Task goal
Please output the records word for word, starting at the line containing "Point out wet" and continuing through the end of the records.

Coordinate annotation entries

-*-

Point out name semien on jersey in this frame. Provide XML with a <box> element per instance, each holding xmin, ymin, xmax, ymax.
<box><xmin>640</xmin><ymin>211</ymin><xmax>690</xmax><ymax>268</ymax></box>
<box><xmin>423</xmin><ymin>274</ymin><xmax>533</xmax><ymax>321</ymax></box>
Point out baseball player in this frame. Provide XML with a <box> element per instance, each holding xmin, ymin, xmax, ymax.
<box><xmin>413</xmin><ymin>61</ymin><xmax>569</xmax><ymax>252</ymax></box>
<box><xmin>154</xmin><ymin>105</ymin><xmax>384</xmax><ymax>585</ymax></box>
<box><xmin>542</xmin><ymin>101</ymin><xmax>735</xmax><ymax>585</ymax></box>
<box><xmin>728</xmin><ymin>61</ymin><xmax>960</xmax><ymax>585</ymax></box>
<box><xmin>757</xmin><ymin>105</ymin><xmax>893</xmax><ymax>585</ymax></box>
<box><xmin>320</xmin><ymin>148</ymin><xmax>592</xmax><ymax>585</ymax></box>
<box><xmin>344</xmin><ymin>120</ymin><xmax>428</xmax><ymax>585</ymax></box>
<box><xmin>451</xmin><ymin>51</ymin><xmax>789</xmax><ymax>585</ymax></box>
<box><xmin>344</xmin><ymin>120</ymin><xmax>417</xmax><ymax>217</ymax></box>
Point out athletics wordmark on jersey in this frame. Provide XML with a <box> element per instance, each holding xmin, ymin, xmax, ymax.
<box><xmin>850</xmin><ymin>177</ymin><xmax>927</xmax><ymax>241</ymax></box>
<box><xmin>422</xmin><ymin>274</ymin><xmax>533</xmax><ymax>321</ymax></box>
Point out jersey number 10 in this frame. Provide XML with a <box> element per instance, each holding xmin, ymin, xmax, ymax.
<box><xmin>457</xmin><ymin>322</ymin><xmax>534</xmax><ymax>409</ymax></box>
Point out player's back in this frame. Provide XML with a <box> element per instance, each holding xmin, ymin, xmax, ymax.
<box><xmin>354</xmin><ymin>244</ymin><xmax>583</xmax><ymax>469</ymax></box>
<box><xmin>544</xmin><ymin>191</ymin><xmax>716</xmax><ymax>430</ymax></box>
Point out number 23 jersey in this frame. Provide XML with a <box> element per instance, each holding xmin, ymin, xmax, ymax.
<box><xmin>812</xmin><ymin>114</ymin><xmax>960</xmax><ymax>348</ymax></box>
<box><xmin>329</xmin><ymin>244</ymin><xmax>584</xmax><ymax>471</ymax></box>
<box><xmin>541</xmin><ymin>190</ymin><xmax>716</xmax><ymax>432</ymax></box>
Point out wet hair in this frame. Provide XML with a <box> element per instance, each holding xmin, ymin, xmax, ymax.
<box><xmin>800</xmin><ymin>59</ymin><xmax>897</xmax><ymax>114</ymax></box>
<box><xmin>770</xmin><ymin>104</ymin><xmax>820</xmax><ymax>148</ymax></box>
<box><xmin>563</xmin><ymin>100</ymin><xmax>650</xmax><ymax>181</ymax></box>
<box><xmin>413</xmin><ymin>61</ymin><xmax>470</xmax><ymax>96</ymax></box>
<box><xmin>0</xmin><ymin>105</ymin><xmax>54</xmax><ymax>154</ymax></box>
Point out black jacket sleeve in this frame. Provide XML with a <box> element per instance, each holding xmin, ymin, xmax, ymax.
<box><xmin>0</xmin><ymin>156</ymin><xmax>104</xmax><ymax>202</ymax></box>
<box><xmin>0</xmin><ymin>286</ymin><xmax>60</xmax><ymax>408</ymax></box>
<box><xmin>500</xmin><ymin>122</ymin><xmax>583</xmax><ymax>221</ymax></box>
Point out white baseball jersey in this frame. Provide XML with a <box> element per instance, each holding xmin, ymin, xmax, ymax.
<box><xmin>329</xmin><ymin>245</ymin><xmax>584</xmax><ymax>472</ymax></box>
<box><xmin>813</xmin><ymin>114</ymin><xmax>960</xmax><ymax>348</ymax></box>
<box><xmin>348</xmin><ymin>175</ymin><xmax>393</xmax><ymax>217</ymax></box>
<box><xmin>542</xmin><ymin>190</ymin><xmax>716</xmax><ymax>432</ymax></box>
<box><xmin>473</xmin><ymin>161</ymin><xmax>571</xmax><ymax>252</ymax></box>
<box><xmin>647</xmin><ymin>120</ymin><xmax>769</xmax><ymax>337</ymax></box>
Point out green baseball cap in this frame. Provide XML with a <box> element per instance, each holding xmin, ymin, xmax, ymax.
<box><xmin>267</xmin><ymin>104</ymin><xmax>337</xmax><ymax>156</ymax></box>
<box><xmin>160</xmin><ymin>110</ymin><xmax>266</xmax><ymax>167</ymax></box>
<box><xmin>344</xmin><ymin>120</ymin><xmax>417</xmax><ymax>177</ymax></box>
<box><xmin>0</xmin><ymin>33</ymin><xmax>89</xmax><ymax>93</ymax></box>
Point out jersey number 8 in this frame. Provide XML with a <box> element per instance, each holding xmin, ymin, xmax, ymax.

-*-

Task answer
Point out wet hair in this frame. Provide XML with a <box> element per instance, each holding xmin, ymin, xmax, ymax.
<box><xmin>800</xmin><ymin>59</ymin><xmax>897</xmax><ymax>114</ymax></box>
<box><xmin>770</xmin><ymin>104</ymin><xmax>820</xmax><ymax>148</ymax></box>
<box><xmin>563</xmin><ymin>100</ymin><xmax>650</xmax><ymax>181</ymax></box>
<box><xmin>413</xmin><ymin>61</ymin><xmax>470</xmax><ymax>96</ymax></box>
<box><xmin>0</xmin><ymin>105</ymin><xmax>54</xmax><ymax>154</ymax></box>
Point out black jacket sleeve in this frame. Provide XML with a <box> element per instance, each holding xmin, ymin, xmax, ymax.
<box><xmin>0</xmin><ymin>156</ymin><xmax>104</xmax><ymax>202</ymax></box>
<box><xmin>0</xmin><ymin>286</ymin><xmax>60</xmax><ymax>408</ymax></box>
<box><xmin>500</xmin><ymin>122</ymin><xmax>583</xmax><ymax>221</ymax></box>
Point out white baseball jersey in this frame. Provide XML with a <box> element per instance, each holding xmin, ymin, xmax, ymax.
<box><xmin>329</xmin><ymin>245</ymin><xmax>584</xmax><ymax>472</ymax></box>
<box><xmin>813</xmin><ymin>114</ymin><xmax>960</xmax><ymax>348</ymax></box>
<box><xmin>348</xmin><ymin>175</ymin><xmax>393</xmax><ymax>217</ymax></box>
<box><xmin>542</xmin><ymin>190</ymin><xmax>716</xmax><ymax>432</ymax></box>
<box><xmin>473</xmin><ymin>161</ymin><xmax>571</xmax><ymax>252</ymax></box>
<box><xmin>647</xmin><ymin>120</ymin><xmax>769</xmax><ymax>337</ymax></box>
Point out green baseball cap in this frame. Provide XML with a <box> element per instance, each holding xmin, ymin, xmax, ymax.
<box><xmin>267</xmin><ymin>104</ymin><xmax>337</xmax><ymax>156</ymax></box>
<box><xmin>160</xmin><ymin>110</ymin><xmax>266</xmax><ymax>167</ymax></box>
<box><xmin>344</xmin><ymin>120</ymin><xmax>417</xmax><ymax>177</ymax></box>
<box><xmin>0</xmin><ymin>33</ymin><xmax>89</xmax><ymax>93</ymax></box>
Point out jersey number 8 in this frame. Provide XML with a <box> element per instance, each holding xmin, ymin, xmax, ymax.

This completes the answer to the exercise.